**Task to complete**.
Reproduce each line of the listing exactly.
-- Start Supplied material --
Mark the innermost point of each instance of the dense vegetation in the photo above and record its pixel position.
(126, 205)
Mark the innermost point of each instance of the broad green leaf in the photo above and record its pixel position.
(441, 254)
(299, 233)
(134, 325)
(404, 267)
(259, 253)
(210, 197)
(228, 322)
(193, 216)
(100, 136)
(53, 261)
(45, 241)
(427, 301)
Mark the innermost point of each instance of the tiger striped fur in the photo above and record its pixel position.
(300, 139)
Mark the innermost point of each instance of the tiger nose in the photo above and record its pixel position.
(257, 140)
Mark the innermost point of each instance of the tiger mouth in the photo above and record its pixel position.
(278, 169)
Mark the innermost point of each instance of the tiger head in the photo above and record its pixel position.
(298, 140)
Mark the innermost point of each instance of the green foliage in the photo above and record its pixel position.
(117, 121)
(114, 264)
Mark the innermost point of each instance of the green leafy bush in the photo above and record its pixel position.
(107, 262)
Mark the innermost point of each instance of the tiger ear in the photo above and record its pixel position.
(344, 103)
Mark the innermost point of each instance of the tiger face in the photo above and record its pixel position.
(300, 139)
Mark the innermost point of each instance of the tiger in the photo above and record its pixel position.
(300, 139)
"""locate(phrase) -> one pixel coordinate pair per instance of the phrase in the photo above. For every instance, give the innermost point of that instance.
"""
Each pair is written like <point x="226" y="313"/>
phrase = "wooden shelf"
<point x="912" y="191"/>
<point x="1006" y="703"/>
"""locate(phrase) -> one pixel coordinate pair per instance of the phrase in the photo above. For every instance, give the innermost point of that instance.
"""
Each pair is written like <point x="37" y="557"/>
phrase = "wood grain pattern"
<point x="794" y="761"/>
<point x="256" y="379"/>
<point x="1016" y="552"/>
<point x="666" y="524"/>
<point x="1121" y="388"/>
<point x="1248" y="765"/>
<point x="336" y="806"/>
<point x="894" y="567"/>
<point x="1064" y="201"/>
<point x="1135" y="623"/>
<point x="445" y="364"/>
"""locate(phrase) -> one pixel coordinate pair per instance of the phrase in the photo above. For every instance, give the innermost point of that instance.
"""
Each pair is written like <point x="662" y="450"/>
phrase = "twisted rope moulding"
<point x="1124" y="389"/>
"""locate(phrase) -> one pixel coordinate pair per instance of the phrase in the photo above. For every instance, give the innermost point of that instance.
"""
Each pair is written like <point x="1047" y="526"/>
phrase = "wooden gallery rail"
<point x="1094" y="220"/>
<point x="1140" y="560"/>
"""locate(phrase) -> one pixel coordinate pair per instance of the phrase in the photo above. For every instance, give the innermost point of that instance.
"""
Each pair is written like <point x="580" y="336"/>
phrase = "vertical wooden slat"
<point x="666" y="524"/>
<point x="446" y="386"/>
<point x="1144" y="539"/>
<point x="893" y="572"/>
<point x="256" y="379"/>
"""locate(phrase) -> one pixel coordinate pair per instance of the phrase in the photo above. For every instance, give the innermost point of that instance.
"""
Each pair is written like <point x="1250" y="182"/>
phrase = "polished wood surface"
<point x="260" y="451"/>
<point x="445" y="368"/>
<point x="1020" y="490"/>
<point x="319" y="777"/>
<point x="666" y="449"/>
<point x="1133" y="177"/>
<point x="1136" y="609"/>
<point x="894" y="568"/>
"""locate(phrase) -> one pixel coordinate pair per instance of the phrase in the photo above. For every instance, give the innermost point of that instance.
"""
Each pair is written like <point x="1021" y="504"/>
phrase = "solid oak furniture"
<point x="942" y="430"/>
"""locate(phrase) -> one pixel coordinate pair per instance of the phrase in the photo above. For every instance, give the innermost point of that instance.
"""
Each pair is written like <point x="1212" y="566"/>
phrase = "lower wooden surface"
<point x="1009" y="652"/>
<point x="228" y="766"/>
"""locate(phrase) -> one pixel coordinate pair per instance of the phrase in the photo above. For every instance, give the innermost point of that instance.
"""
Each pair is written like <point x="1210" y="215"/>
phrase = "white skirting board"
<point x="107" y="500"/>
-- End Supplied material --
**Result**.
Mark the innermost point of each instance of the dense vegetation in the photo above and record its pixel position.
(126, 205)
Mark the innermost point of each instance of the broad green leaf in the photo above and record its pixel position.
(441, 254)
(299, 233)
(134, 325)
(404, 267)
(259, 253)
(210, 197)
(228, 322)
(193, 216)
(100, 136)
(53, 261)
(45, 241)
(427, 301)
Mark the innermost point of each instance of the tiger striped fur in the photo above and record its pixel position.
(300, 139)
Mark the innermost point of each instance of the tiger nose in the photo above and record its pixel position.
(257, 140)
Mark the innermost point of each instance of the tiger mouth in the photo above and record its pixel position.
(278, 169)
Mark the innermost point of each instance of the tiger head in the photo above and record its pixel position.
(298, 140)
Mark the innermost point of each instance of the green foliage in the photo above and record its pixel position.
(117, 121)
(114, 264)
Mark the innermost point of each instance of the green leafy bush in the photo above and record its pixel position.
(107, 262)
Mark the innermost point of each instance of the tiger ear in the photo above and record its pixel position.
(344, 103)
Mark the innermost point of each instance of the tiger face in the photo above and record its pixel position.
(300, 139)
Mark the innermost point of each instance of the tiger in the photo above and record its pixel position.
(300, 139)
"""locate(phrase) -> one pixel coordinate pair per instance of the phrase in the photo above. For every instance, give the innermost point of that instance.
"""
Each pair is written like <point x="226" y="313"/>
phrase = "wooden shelf"
<point x="912" y="191"/>
<point x="1006" y="703"/>
"""locate(phrase) -> one pixel coordinate pair per instance of the phrase in the photo above. For every instance, give the innermost point of that instance.
"""
Each pair is written like <point x="37" y="557"/>
phrase = "wood grain pattern"
<point x="794" y="761"/>
<point x="256" y="379"/>
<point x="1016" y="552"/>
<point x="666" y="524"/>
<point x="1121" y="388"/>
<point x="1248" y="765"/>
<point x="336" y="806"/>
<point x="894" y="567"/>
<point x="1064" y="201"/>
<point x="1135" y="623"/>
<point x="445" y="364"/>
"""locate(phrase) -> one pixel coordinate pair per instance of the phrase in the photo above. For every instance, give the innermost point of that instance.
"""
Each pair is written like <point x="662" y="450"/>
phrase = "twisted rope moulding"
<point x="1124" y="389"/>
"""locate(phrase) -> one pixel coordinate pair per instance of the phrase in the photo above. For every instance, give the innermost point of that instance.
"""
Each pair is written like <point x="1047" y="526"/>
phrase = "wooden gallery rail"
<point x="1094" y="220"/>
<point x="1140" y="560"/>
"""locate(phrase) -> one pixel coordinate pair per instance of the phrase in the photo above. For every instance, give the innermost point of that instance.
"""
Each pair is written like <point x="580" y="336"/>
phrase = "vertical wooden slat"
<point x="666" y="524"/>
<point x="446" y="386"/>
<point x="1144" y="539"/>
<point x="893" y="572"/>
<point x="256" y="379"/>
"""locate(phrase) -> one pixel coordinate pair per instance of the phrase in the photo above. For every instance, give the innermost point of that instance.
"""
Each pair is written like <point x="1250" y="182"/>
phrase = "polished wood surface"
<point x="260" y="451"/>
<point x="445" y="368"/>
<point x="1020" y="490"/>
<point x="319" y="777"/>
<point x="666" y="449"/>
<point x="1133" y="177"/>
<point x="1136" y="609"/>
<point x="894" y="568"/>
"""locate(phrase) -> one pixel coordinate pair per instance of the phrase in the photo above. For every instance, give the innermost point of that instance.
"""
Each pair is written like <point x="1021" y="504"/>
phrase = "solid oak furniture"
<point x="942" y="430"/>
"""locate(phrase) -> one pixel coordinate pair per instance of the phrase in the photo above. For every instance, give the innermost point of that instance.
"""
Each pair is written like <point x="1212" y="566"/>
phrase = "lower wooden surface"
<point x="1009" y="652"/>
<point x="228" y="766"/>
"""locate(phrase) -> one pixel coordinate pair per instance of the phrase in the photo above. For every instance, give the innermost point of that instance.
"""
Each pair is written like <point x="1210" y="215"/>
phrase = "white skirting board"
<point x="107" y="500"/>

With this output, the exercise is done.